→ **EXTRACTED DATA**
········
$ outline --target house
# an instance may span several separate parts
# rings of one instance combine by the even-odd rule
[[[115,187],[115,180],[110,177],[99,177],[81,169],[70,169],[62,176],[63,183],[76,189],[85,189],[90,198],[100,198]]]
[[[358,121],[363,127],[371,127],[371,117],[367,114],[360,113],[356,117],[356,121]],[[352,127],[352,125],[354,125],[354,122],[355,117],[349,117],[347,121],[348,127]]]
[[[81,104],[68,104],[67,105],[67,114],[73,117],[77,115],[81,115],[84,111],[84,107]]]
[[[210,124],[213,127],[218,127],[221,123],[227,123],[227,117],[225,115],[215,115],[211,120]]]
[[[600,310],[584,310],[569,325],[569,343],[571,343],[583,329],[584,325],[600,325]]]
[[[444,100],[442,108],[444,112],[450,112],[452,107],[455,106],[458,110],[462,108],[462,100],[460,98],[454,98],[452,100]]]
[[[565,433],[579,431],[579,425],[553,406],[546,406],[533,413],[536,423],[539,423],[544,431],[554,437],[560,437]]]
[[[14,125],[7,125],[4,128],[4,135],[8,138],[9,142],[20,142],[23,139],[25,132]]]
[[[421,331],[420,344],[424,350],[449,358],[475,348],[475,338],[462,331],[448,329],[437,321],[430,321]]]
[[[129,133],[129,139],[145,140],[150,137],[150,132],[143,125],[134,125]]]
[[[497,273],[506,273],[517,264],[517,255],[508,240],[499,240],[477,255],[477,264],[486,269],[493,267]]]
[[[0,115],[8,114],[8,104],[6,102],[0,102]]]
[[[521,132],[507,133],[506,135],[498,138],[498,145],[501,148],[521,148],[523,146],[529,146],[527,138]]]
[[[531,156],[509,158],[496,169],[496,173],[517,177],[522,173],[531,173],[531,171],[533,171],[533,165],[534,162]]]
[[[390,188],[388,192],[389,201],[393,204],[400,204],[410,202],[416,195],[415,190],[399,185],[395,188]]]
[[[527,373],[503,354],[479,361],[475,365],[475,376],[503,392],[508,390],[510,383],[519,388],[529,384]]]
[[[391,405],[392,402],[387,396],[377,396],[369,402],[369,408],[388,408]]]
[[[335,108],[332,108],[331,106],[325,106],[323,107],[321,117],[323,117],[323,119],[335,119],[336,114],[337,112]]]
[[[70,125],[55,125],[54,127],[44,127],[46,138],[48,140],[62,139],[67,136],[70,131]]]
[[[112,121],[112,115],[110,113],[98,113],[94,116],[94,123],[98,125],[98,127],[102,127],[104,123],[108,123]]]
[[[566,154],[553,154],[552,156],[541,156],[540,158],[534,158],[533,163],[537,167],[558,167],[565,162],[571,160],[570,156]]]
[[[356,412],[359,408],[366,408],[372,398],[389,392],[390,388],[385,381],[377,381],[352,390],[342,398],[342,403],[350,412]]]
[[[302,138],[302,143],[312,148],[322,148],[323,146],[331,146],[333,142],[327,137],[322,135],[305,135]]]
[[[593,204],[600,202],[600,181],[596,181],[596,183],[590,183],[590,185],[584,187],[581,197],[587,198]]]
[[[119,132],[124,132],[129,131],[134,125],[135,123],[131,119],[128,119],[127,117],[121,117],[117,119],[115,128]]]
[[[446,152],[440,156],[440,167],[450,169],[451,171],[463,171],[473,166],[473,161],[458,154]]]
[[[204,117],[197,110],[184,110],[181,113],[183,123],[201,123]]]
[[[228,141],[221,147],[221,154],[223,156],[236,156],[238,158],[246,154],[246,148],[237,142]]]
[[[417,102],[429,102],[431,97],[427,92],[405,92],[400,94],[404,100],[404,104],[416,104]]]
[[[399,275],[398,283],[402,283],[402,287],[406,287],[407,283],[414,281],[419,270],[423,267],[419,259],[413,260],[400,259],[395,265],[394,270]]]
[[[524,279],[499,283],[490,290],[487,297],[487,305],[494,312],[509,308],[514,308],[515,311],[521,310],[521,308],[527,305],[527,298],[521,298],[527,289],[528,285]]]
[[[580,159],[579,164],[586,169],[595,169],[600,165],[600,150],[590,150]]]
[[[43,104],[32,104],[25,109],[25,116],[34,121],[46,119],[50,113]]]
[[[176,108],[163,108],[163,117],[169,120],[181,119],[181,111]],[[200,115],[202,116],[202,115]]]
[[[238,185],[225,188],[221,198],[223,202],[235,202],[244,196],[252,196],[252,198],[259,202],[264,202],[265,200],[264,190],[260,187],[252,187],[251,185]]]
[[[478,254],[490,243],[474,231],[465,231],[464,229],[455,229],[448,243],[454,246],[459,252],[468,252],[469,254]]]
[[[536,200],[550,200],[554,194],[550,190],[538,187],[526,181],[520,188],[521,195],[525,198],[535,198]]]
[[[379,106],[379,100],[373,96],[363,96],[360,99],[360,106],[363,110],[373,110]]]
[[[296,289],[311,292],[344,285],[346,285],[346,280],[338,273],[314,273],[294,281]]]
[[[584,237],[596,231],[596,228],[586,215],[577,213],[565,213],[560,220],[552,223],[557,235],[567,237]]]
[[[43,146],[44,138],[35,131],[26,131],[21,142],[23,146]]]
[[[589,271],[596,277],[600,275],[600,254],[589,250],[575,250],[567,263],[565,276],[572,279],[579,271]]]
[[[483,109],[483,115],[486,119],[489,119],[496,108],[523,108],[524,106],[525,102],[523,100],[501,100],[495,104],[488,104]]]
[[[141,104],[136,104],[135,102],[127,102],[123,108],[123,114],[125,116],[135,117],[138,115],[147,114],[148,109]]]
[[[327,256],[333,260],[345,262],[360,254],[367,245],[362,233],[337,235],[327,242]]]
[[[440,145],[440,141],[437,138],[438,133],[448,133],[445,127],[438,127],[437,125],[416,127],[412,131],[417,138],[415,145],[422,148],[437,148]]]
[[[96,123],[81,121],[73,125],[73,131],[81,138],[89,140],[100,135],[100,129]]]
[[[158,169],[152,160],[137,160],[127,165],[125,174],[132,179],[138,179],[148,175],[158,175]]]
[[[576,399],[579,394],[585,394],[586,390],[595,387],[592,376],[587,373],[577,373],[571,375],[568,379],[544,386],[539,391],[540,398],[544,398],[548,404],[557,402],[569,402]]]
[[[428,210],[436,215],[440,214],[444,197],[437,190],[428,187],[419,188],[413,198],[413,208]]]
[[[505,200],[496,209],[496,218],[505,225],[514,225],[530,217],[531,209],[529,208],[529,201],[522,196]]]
········
→ **THE TASK**
Write each entry out again. Do not change a word.

→ **RESPONSE TO THE TASK**
$ outline --target house
# an instance may span several separate parts
# rings of one instance combine by the even-odd rule
[[[115,187],[115,180],[110,177],[99,177],[81,169],[70,169],[62,176],[63,183],[76,189],[85,189],[90,198],[100,198]]]
[[[358,121],[363,127],[371,127],[371,117],[367,114],[360,113],[356,117],[356,121]],[[352,127],[352,125],[354,125],[354,122],[355,117],[349,117],[347,121],[348,127]]]
[[[81,104],[68,104],[67,105],[67,114],[73,117],[77,115],[81,115],[84,111],[84,107]]]
[[[210,124],[213,127],[218,127],[221,123],[227,123],[227,117],[225,115],[215,115],[211,120]]]
[[[600,310],[584,310],[569,325],[569,343],[571,343],[583,329],[584,325],[600,325]]]
[[[444,100],[442,108],[444,112],[450,112],[452,107],[455,106],[458,110],[462,108],[462,100],[460,98],[454,98],[452,100]]]
[[[565,433],[579,431],[579,425],[553,406],[546,406],[533,413],[536,423],[539,423],[544,431],[554,437],[560,437]]]
[[[14,125],[7,125],[4,128],[4,135],[8,138],[9,142],[20,142],[23,139],[25,132]]]
[[[421,331],[420,344],[424,350],[449,358],[475,348],[475,338],[462,331],[448,329],[437,321],[430,321]]]
[[[129,133],[129,139],[145,140],[150,137],[150,132],[143,125],[134,125]]]
[[[497,273],[506,273],[517,264],[517,255],[508,240],[499,240],[477,255],[477,264],[486,269],[493,267]]]
[[[0,115],[8,114],[8,104],[6,102],[0,102]]]
[[[521,132],[507,133],[506,135],[498,138],[498,145],[501,148],[521,148],[523,146],[529,146],[527,138]]]
[[[531,156],[509,158],[496,169],[496,173],[517,177],[522,173],[531,173],[531,171],[533,171],[533,165],[534,162]]]
[[[390,188],[388,192],[389,201],[393,204],[400,204],[410,202],[416,195],[415,190],[399,185],[395,188]]]
[[[527,373],[503,354],[479,361],[475,365],[475,376],[503,392],[508,390],[510,383],[519,388],[529,384]]]
[[[391,405],[392,402],[387,396],[377,396],[369,402],[369,408],[388,408]]]
[[[335,108],[332,108],[331,106],[325,106],[323,107],[321,117],[323,117],[323,119],[335,119],[336,114],[337,112]]]
[[[70,125],[55,125],[54,127],[44,127],[46,138],[48,140],[62,139],[67,136],[70,131]]]
[[[112,121],[112,115],[110,113],[98,113],[94,116],[94,123],[98,125],[98,127],[102,127],[104,123],[108,123]]]
[[[566,154],[553,154],[552,156],[541,156],[540,158],[534,158],[533,163],[537,167],[558,167],[565,162],[571,160],[570,156]]]
[[[356,412],[359,408],[366,408],[372,398],[389,392],[390,388],[385,381],[377,381],[352,390],[342,398],[342,403],[350,412]]]
[[[302,138],[302,143],[312,148],[322,148],[323,146],[331,146],[333,142],[327,137],[322,135],[305,135]]]
[[[593,204],[600,202],[600,181],[596,181],[596,183],[590,183],[590,185],[584,187],[581,197],[587,198]]]
[[[119,132],[124,132],[129,131],[134,125],[135,123],[131,119],[128,119],[127,117],[121,117],[117,119],[115,128]]]
[[[446,152],[440,156],[440,167],[450,169],[451,171],[463,171],[473,166],[473,161],[458,154]]]
[[[204,117],[197,110],[184,110],[181,113],[183,123],[201,123]]]
[[[228,141],[221,147],[221,154],[223,156],[236,156],[238,158],[246,154],[246,148],[237,142]]]
[[[417,102],[429,102],[431,97],[427,92],[405,92],[400,94],[404,100],[404,104],[416,104]]]
[[[399,275],[398,283],[402,283],[402,287],[406,287],[407,283],[414,281],[419,270],[423,267],[419,259],[413,260],[400,259],[395,265],[394,270]]]
[[[524,279],[499,283],[490,290],[487,297],[487,305],[494,312],[509,308],[514,308],[515,311],[521,310],[521,308],[527,305],[527,298],[521,298],[527,289],[528,285]]]
[[[580,159],[579,164],[586,169],[595,169],[600,165],[600,150],[590,150]]]
[[[43,104],[32,104],[25,109],[25,116],[34,121],[46,119],[50,113]]]
[[[176,108],[163,108],[163,117],[169,120],[181,119],[181,111]],[[200,115],[202,116],[202,115]]]
[[[238,185],[225,188],[221,198],[223,202],[235,202],[244,196],[252,196],[252,198],[259,202],[264,202],[265,200],[264,190],[260,187],[252,187],[251,185]]]
[[[478,254],[490,243],[474,231],[465,231],[464,229],[455,229],[448,243],[454,246],[459,252],[468,252],[469,254]]]
[[[536,200],[550,200],[554,194],[550,190],[538,187],[526,181],[520,188],[521,195],[525,198],[535,198]]]
[[[379,106],[379,100],[373,96],[363,96],[360,99],[360,106],[363,110],[373,110]]]
[[[296,289],[311,292],[344,285],[346,285],[346,280],[338,273],[314,273],[294,281]]]
[[[584,237],[596,231],[596,228],[586,215],[577,213],[565,213],[560,220],[552,223],[557,235],[567,237]]]
[[[43,146],[44,138],[35,131],[26,131],[21,142],[23,146]]]
[[[589,271],[596,277],[600,275],[600,254],[589,250],[575,250],[567,263],[565,276],[572,279],[579,271]]]
[[[483,109],[483,115],[486,119],[489,119],[496,108],[523,108],[524,106],[525,102],[523,100],[501,100],[495,104],[488,104]]]
[[[141,104],[136,104],[135,102],[127,102],[123,108],[123,114],[125,116],[135,117],[138,115],[147,114],[148,109]]]
[[[327,256],[333,260],[345,262],[360,254],[367,245],[362,233],[337,235],[327,242]]]
[[[440,145],[440,141],[437,138],[438,133],[448,133],[445,127],[438,127],[437,125],[416,127],[412,131],[417,138],[415,145],[422,148],[437,148]]]
[[[96,123],[81,121],[73,125],[73,131],[81,138],[89,140],[100,135],[100,129]]]
[[[158,169],[152,160],[137,160],[127,165],[125,174],[132,179],[138,179],[148,175],[158,175]]]
[[[576,399],[579,394],[585,394],[586,390],[595,387],[592,376],[587,373],[577,373],[571,375],[568,379],[544,386],[539,391],[540,398],[544,398],[548,404],[557,402],[569,402]]]
[[[428,210],[436,215],[440,214],[444,197],[437,190],[428,187],[419,188],[413,198],[413,208]]]
[[[505,200],[496,209],[496,218],[505,225],[514,225],[530,217],[531,209],[529,208],[529,201],[522,196]]]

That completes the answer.